## DIRECTION
Copy the sulfur recovery text again, starting with "Particularly in this" and going on through "the Claus reaction.", and replace "product stream" with "process stream".

## TEXT
__________________________________________________

Particularly in this embodiment, the oxidation step S40 comprises controlling a first amount of SO 2 in the product stream P to substantially conform to the stoichiometric ratio desired in the combustion zone for the Claus reaction.

FIG. 5 is a schematic drawing of another exemplary embodiment of a method for recovering sulfur from a sulfur waste. FIG. 5 shows an adapted embodiment compared to the embodiment shown in FIG. 2. Alternatively to the step S36 shown in FIG. 2, the method may include a step of supplying a third sulfur waste stream 110 into a mixing zone 205, as shown in FIG. 5. The mixing zone 205 is arranged between the burner zone 105 and the combustion zone 305. The modified oxidation step S40b comprises oxidizing the third sulfur waste stream at an intermediate phase temperature range Ti in the mixing zone 205 such that the first amount of SO2 of the product gas P is formed by the oxidation S40 of the first sulfur waste stream in the burner zone and oxidizing S40b of the third sulfur waste stream in the mixing zone 205.

__________________________________________________

## EXTRACTED INFORMATION
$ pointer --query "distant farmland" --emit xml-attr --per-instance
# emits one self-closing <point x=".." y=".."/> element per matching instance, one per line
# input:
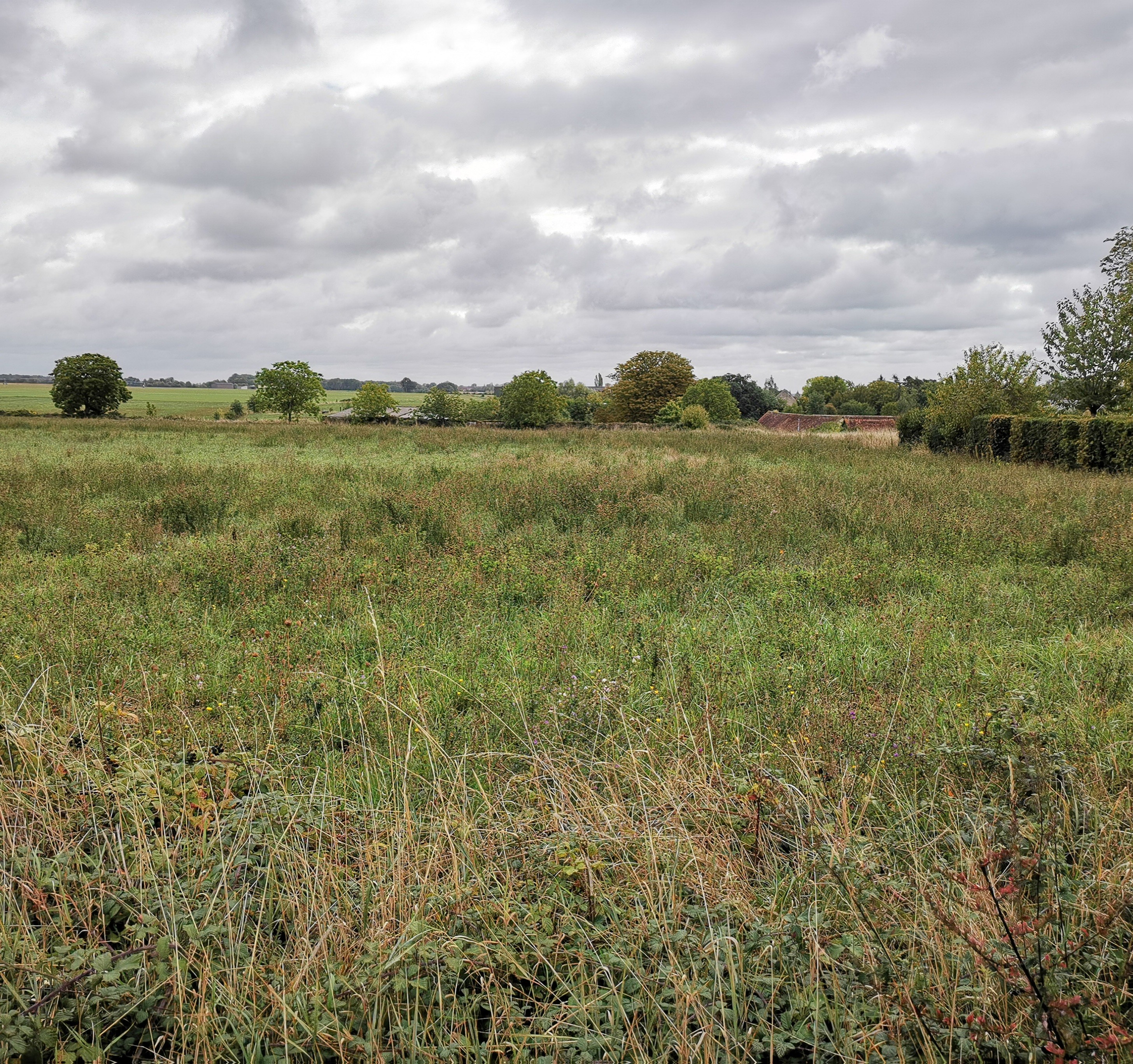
<point x="184" y="401"/>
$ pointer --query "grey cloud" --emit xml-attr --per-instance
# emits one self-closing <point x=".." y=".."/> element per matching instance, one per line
<point x="262" y="25"/>
<point x="184" y="186"/>
<point x="291" y="140"/>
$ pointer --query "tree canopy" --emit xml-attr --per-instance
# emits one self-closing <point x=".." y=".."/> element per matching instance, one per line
<point x="715" y="397"/>
<point x="753" y="401"/>
<point x="89" y="386"/>
<point x="442" y="407"/>
<point x="1090" y="349"/>
<point x="372" y="402"/>
<point x="992" y="380"/>
<point x="646" y="382"/>
<point x="531" y="401"/>
<point x="289" y="388"/>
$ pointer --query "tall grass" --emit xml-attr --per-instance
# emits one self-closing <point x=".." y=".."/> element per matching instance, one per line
<point x="465" y="745"/>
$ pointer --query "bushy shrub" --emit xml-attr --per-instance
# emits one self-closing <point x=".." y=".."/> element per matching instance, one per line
<point x="911" y="427"/>
<point x="532" y="401"/>
<point x="372" y="402"/>
<point x="487" y="410"/>
<point x="695" y="417"/>
<point x="715" y="397"/>
<point x="189" y="510"/>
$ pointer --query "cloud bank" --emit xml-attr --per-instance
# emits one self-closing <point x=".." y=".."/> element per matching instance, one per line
<point x="469" y="190"/>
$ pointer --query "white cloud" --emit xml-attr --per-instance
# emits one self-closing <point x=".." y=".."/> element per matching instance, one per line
<point x="865" y="51"/>
<point x="488" y="186"/>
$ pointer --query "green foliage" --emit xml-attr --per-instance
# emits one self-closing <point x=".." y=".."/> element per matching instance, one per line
<point x="289" y="388"/>
<point x="442" y="407"/>
<point x="189" y="509"/>
<point x="834" y="395"/>
<point x="911" y="427"/>
<point x="646" y="382"/>
<point x="531" y="401"/>
<point x="820" y="391"/>
<point x="715" y="396"/>
<point x="991" y="436"/>
<point x="992" y="380"/>
<point x="487" y="410"/>
<point x="1090" y="348"/>
<point x="753" y="401"/>
<point x="481" y="746"/>
<point x="372" y="402"/>
<point x="695" y="416"/>
<point x="89" y="386"/>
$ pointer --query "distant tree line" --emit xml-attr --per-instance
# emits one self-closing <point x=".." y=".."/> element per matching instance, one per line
<point x="1088" y="369"/>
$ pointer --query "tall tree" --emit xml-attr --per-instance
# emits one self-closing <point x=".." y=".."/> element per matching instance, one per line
<point x="992" y="380"/>
<point x="291" y="388"/>
<point x="753" y="401"/>
<point x="372" y="401"/>
<point x="1090" y="348"/>
<point x="442" y="407"/>
<point x="715" y="397"/>
<point x="646" y="382"/>
<point x="89" y="386"/>
<point x="532" y="401"/>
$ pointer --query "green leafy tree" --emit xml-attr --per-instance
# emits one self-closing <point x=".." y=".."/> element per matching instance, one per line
<point x="532" y="401"/>
<point x="1090" y="348"/>
<point x="992" y="380"/>
<point x="289" y="388"/>
<point x="442" y="407"/>
<point x="89" y="386"/>
<point x="695" y="416"/>
<point x="372" y="402"/>
<point x="1117" y="266"/>
<point x="646" y="382"/>
<point x="818" y="392"/>
<point x="753" y="401"/>
<point x="715" y="397"/>
<point x="487" y="410"/>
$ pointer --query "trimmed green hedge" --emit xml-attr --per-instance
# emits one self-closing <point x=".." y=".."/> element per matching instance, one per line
<point x="1069" y="442"/>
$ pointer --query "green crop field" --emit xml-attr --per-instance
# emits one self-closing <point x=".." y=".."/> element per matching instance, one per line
<point x="379" y="744"/>
<point x="192" y="402"/>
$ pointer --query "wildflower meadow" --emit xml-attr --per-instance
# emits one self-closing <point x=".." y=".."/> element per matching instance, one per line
<point x="379" y="744"/>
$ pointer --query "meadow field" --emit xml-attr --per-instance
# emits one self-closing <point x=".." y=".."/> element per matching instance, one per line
<point x="384" y="744"/>
<point x="191" y="402"/>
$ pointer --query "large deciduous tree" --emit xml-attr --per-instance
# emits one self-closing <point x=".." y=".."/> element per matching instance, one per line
<point x="89" y="386"/>
<point x="372" y="402"/>
<point x="289" y="388"/>
<point x="442" y="407"/>
<point x="646" y="382"/>
<point x="715" y="397"/>
<point x="532" y="401"/>
<point x="1090" y="348"/>
<point x="992" y="380"/>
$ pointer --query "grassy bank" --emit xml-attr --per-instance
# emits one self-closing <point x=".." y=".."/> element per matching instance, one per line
<point x="355" y="744"/>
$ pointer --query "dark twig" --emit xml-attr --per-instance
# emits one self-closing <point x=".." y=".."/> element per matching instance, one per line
<point x="64" y="987"/>
<point x="1047" y="1016"/>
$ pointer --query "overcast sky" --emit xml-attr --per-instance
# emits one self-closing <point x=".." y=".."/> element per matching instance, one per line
<point x="469" y="189"/>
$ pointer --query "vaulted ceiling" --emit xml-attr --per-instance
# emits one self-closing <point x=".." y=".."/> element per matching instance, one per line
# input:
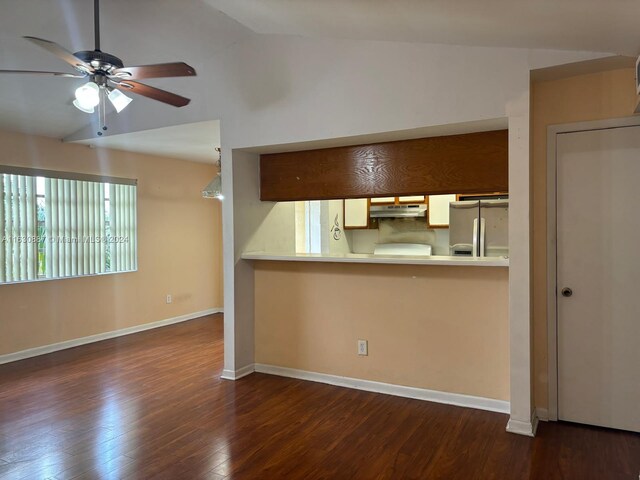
<point x="591" y="25"/>
<point x="194" y="31"/>
<point x="139" y="32"/>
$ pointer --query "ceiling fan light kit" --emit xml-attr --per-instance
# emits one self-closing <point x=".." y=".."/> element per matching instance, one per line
<point x="108" y="76"/>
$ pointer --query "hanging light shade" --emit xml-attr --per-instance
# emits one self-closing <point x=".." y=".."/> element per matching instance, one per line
<point x="118" y="99"/>
<point x="214" y="187"/>
<point x="87" y="97"/>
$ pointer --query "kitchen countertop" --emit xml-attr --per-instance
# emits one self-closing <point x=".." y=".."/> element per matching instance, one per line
<point x="385" y="259"/>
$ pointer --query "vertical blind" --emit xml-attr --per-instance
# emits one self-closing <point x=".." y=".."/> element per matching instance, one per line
<point x="64" y="227"/>
<point x="17" y="214"/>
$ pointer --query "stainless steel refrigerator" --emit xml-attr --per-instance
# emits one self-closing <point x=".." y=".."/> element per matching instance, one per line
<point x="479" y="228"/>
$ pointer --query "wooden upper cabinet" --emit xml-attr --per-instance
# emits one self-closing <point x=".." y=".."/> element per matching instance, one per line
<point x="469" y="163"/>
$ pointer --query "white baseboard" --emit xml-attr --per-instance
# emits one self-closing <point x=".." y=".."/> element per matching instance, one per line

__________________________________________________

## COMPLETED EXERCISE
Particularly in this embodiment, the oxidation step S40 comprises controlling a first amount of SO 2 in the process stream P to substantially conform to the stoichiometric ratio desired in the combustion zone for the Claus reaction.